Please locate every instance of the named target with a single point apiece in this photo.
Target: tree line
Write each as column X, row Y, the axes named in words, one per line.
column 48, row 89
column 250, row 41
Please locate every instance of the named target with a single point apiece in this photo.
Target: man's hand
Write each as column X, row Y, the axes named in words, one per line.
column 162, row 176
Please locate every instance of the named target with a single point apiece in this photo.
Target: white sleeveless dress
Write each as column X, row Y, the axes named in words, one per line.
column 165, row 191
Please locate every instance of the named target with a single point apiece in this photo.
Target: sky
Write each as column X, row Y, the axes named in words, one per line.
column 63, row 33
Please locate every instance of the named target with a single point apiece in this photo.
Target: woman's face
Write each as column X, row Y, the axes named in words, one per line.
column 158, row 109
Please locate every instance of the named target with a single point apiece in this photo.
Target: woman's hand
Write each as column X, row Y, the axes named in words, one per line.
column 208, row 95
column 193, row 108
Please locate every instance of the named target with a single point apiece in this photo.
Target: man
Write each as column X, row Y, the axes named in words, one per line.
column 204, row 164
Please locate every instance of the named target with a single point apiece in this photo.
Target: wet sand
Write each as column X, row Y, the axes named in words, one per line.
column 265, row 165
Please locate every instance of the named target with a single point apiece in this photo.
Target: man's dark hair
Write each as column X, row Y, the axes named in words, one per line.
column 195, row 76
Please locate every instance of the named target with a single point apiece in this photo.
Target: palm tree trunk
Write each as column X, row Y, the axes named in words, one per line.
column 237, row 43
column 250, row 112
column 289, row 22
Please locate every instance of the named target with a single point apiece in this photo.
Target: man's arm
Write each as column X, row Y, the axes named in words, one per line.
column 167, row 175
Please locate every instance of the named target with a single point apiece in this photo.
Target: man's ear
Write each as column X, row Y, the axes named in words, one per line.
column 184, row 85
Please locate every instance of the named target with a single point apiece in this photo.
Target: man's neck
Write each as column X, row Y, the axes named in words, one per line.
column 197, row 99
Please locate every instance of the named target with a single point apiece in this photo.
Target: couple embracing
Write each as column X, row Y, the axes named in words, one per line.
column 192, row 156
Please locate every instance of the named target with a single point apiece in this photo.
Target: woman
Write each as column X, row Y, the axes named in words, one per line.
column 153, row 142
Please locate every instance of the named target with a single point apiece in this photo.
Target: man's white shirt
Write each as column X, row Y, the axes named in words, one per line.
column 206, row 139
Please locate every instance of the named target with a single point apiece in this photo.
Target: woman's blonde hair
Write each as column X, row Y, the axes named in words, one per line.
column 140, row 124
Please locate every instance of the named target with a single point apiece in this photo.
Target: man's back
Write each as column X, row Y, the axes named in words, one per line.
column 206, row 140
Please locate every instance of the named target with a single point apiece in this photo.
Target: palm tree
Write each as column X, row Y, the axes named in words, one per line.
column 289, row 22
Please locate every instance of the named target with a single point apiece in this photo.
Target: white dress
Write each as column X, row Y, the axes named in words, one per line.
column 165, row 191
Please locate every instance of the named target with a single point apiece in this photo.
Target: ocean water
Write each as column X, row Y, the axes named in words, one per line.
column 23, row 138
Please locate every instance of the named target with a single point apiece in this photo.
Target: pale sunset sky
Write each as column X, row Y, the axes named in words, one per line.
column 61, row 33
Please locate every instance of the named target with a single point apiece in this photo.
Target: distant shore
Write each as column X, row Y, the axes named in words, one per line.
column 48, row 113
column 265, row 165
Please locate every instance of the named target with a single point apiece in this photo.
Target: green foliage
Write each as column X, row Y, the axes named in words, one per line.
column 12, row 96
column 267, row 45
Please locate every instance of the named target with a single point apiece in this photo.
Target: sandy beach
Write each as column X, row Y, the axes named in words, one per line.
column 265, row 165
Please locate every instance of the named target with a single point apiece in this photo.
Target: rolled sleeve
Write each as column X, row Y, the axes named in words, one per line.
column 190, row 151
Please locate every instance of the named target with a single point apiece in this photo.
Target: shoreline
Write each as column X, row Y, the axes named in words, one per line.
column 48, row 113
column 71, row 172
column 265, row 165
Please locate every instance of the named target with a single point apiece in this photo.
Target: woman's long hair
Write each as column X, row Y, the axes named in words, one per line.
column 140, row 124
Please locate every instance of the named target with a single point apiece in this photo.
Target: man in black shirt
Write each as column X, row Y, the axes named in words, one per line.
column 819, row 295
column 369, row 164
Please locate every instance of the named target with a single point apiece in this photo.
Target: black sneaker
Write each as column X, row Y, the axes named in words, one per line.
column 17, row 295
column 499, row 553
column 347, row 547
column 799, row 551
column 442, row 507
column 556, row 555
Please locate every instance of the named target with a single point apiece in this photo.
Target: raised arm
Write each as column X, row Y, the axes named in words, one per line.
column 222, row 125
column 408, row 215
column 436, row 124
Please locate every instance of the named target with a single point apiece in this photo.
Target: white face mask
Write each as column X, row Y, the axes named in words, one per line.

---*---

Express the lines above as a JSON list of strings, one string per line, leaving out blank lines.

Result:
[
  "Please locate every instance of the named target with a single point apiece in this photo.",
  "Target: tree line",
  "Write each as column X, row Y, the axes named in words, one per line.",
  "column 48, row 89",
  "column 250, row 41",
  "Please locate every instance of the named target with a single point apiece in this photo.",
  "Target: man's hand",
  "Write each as column X, row Y, the axes named in words, one per line.",
  "column 162, row 176",
  "Please locate every instance of the named target with a single point apiece in this photo.",
  "Target: white sleeveless dress",
  "Write each as column X, row Y, the axes named in words, one per line.",
  "column 165, row 191",
  "Please locate every instance of the named target with a single point apiece in this photo.",
  "Target: sky",
  "Write each as column X, row Y, the axes named in words, one per line.",
  "column 63, row 33",
  "Please locate every instance of the named target with a single point apiece in this photo.",
  "Target: woman's face",
  "Write each as column X, row Y, the axes named in words, one per line.",
  "column 158, row 109",
  "Please locate every instance of the named target with a single point apiece in this photo.",
  "Target: woman's hand",
  "Write each as column X, row Y, the axes named in words, one per line.",
  "column 208, row 95",
  "column 193, row 108",
  "Please locate every instance of the named target with a single point apiece in this photo.",
  "Target: man",
  "Write each as column X, row Y, the axes named in words, one per line.",
  "column 204, row 164",
  "Please locate every instance of the named target with a single point apiece in this photo.",
  "Target: wet sand",
  "Write each as column X, row Y, the axes named in words, one per line.",
  "column 265, row 165",
  "Please locate every instance of the named target with a single point apiece in this photo.",
  "Target: man's dark hair",
  "Write each as column X, row Y, the axes named in words, one per line.",
  "column 195, row 76",
  "Please locate every instance of the named target with a single point apiece in this photo.",
  "Target: palm tree trunk",
  "Write each as column X, row Y, the axes named in words, one per line.",
  "column 237, row 43",
  "column 250, row 112",
  "column 289, row 22",
  "Please locate every instance of the named target with a single point apiece in this photo.",
  "Target: man's arm",
  "Write each as column X, row Y, the axes named in words, one per line.",
  "column 167, row 175",
  "Please locate every instance of the named target with a single point apiece in this photo.",
  "Target: man's ear",
  "Write each as column X, row Y, the axes named in words, one per line.",
  "column 184, row 85",
  "Please locate every instance of the named target with a single point apiece in this photo.",
  "Target: man's neck",
  "Write each as column X, row Y, the axes named in words, one per line.",
  "column 197, row 99",
  "Please locate every instance of the named target with a single point apiece in this photo.",
  "Target: couple embracing",
  "Write each as column X, row Y, the axes named in words, one per line.",
  "column 192, row 156",
  "Please locate every instance of the named target with a single point apiece in this photo.",
  "Target: woman",
  "Write each as column X, row Y, the axes named in words, one per line.",
  "column 153, row 142",
  "Please locate every instance of the named target with a single point apiece in this photo.",
  "Target: man's white shirt",
  "Write each as column X, row Y, the axes named in words, one per line.",
  "column 206, row 139",
  "Please locate every instance of the named target with a single point apiece in this photo.",
  "Target: woman's blonde hair",
  "Write each as column X, row Y, the axes named in words, one per line.",
  "column 140, row 124",
  "Please locate every instance of the named target with a single point apiece in this photo.",
  "Target: man's back",
  "Write each as column X, row Y, the axes named in words, one per line.",
  "column 206, row 140",
  "Please locate every instance of the named target with a single point apiece in this photo.",
  "Target: palm tree",
  "Write each as column X, row Y, the axes named in words, one per line.",
  "column 289, row 22",
  "Please locate every instance of the named target with a single point apiece in this photo.",
  "Target: white dress",
  "Write each as column X, row Y, the axes named in words, one per line.",
  "column 165, row 191",
  "Please locate every instance of the named target with a single point apiece in this photo.",
  "Target: ocean water",
  "Write each as column X, row Y, the axes named in words, one per line.",
  "column 23, row 138",
  "Please locate every instance of the named target with a single point apiece in this photo.",
  "Target: pale sunset sky",
  "Write each as column X, row Y, the axes named in words, one per line.",
  "column 61, row 33",
  "Please locate every instance of the named target with a single point apiece in this photo.",
  "Target: distant shore",
  "Write each as column X, row Y, the axes named in words, one per line.",
  "column 48, row 113",
  "column 265, row 165",
  "Please locate every instance of the named target with a single point apiece in this photo.",
  "Target: green foliage",
  "Write each as column X, row Y, the axes named in words, one per line.",
  "column 12, row 96",
  "column 267, row 45",
  "Please locate every instance of the named target with a single point apiece in this photo.",
  "Target: sandy beach",
  "Write each as column X, row Y, the axes named in words, one per line.",
  "column 265, row 165",
  "Please locate every instance of the named target with a single point apiece in this photo.",
  "Target: rolled sleeve",
  "Write each as column X, row Y, the axes named in words, one per line.",
  "column 190, row 151",
  "Please locate every instance of the named target with a single point apiece in this photo.",
  "Target: shoreline",
  "Write each as column X, row Y, the axes named in words, one per line.",
  "column 48, row 113",
  "column 71, row 172",
  "column 265, row 165",
  "Please locate every instance of the named target with a single point apiece in this photo.",
  "Target: woman's long hair",
  "Write each as column X, row Y, the axes named in words, one per line.",
  "column 140, row 124",
  "Please locate every instance of the named target with a single point apiece in this photo.",
  "Target: man in black shirt",
  "Write each as column X, row Y, the axes named in words, one per line.",
  "column 819, row 295",
  "column 369, row 164",
  "Please locate every instance of the named target with a single point apiece in this photo.",
  "Target: black sneaker",
  "Write each as column X, row Y, the axes named in words, one per line.",
  "column 17, row 295",
  "column 499, row 553",
  "column 347, row 547",
  "column 799, row 551",
  "column 442, row 507",
  "column 556, row 555",
  "Please locate every instance of the named target with a single point apiece in this photo.",
  "Target: raised arm",
  "Write each as column X, row Y, the axes named in words, one per line.",
  "column 222, row 125",
  "column 408, row 215",
  "column 436, row 124",
  "Please locate every instance of the named target with a single point apiece in this photo.",
  "Target: white face mask",
  "Write each as column X, row Y, the axes named in words, one per line."
]